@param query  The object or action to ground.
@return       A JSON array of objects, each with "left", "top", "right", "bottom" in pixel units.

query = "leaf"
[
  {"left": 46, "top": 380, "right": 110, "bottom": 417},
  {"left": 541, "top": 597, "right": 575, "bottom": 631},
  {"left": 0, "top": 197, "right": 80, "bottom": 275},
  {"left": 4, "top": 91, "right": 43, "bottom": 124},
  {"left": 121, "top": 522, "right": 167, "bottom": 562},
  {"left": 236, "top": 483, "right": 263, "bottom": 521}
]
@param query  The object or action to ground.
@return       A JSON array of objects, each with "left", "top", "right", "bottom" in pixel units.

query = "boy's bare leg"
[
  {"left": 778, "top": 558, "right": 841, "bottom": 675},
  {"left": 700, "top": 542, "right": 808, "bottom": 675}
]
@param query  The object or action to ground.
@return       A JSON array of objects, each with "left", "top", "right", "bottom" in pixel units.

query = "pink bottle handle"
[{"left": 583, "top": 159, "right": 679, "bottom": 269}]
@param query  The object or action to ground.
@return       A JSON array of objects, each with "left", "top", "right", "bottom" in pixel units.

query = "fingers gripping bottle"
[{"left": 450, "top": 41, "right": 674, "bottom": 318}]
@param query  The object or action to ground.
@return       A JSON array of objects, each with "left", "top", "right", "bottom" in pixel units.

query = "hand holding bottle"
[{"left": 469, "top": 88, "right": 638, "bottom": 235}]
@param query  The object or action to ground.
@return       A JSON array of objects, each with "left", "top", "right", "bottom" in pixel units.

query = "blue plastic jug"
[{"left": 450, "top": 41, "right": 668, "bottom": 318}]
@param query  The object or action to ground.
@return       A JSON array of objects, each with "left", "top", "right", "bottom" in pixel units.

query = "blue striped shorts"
————
» Instructions to follow:
Every record shown above should be written out again exactly.

» Full output:
@param query  The object or action to ground.
@return       A JSON array of objects, each with "left", "top", "right", "bottom" in pixel units.

query = "leaf"
[
  {"left": 46, "top": 380, "right": 110, "bottom": 417},
  {"left": 541, "top": 597, "right": 575, "bottom": 631},
  {"left": 0, "top": 197, "right": 80, "bottom": 275},
  {"left": 4, "top": 91, "right": 43, "bottom": 124},
  {"left": 121, "top": 522, "right": 167, "bottom": 562},
  {"left": 236, "top": 483, "right": 263, "bottom": 521}
]
@param query  The object or action to ground.
@return       A JSON array of objects, each with "left", "top", "right", "bottom" in pixel units.

query = "boy's bare leg"
[
  {"left": 778, "top": 558, "right": 841, "bottom": 675},
  {"left": 700, "top": 542, "right": 808, "bottom": 675}
]
@param query  The object or action to ground.
@return       A JSON array of objects, each with "left", "top", "right", "bottom" in pixel units.

query = "pink bottle handle"
[{"left": 583, "top": 159, "right": 679, "bottom": 269}]
@param query  The object or action to ground.
@return       A JSON array of objects, each with "left", "top", "right", "bottom" in pixel units.

query = "fingers gripping bottle"
[{"left": 450, "top": 41, "right": 674, "bottom": 318}]
@param query  The object or action to ground.
@return       A JSON array of objects, each with "left", "top", "right", "bottom" in pixel units.

query = "hand holding bottle"
[{"left": 469, "top": 88, "right": 638, "bottom": 235}]
@param query  The object or action to ground.
@return       A JSON array of objects, each with "left", "top", "right", "bottom" in pixel units.

query = "blue plastic jug"
[{"left": 450, "top": 41, "right": 668, "bottom": 318}]
@param query  The object or action to ground.
@return       A JSON array of objects, each with "left", "top", "right", "bottom" in pixel units.

query = "blue striped shorts"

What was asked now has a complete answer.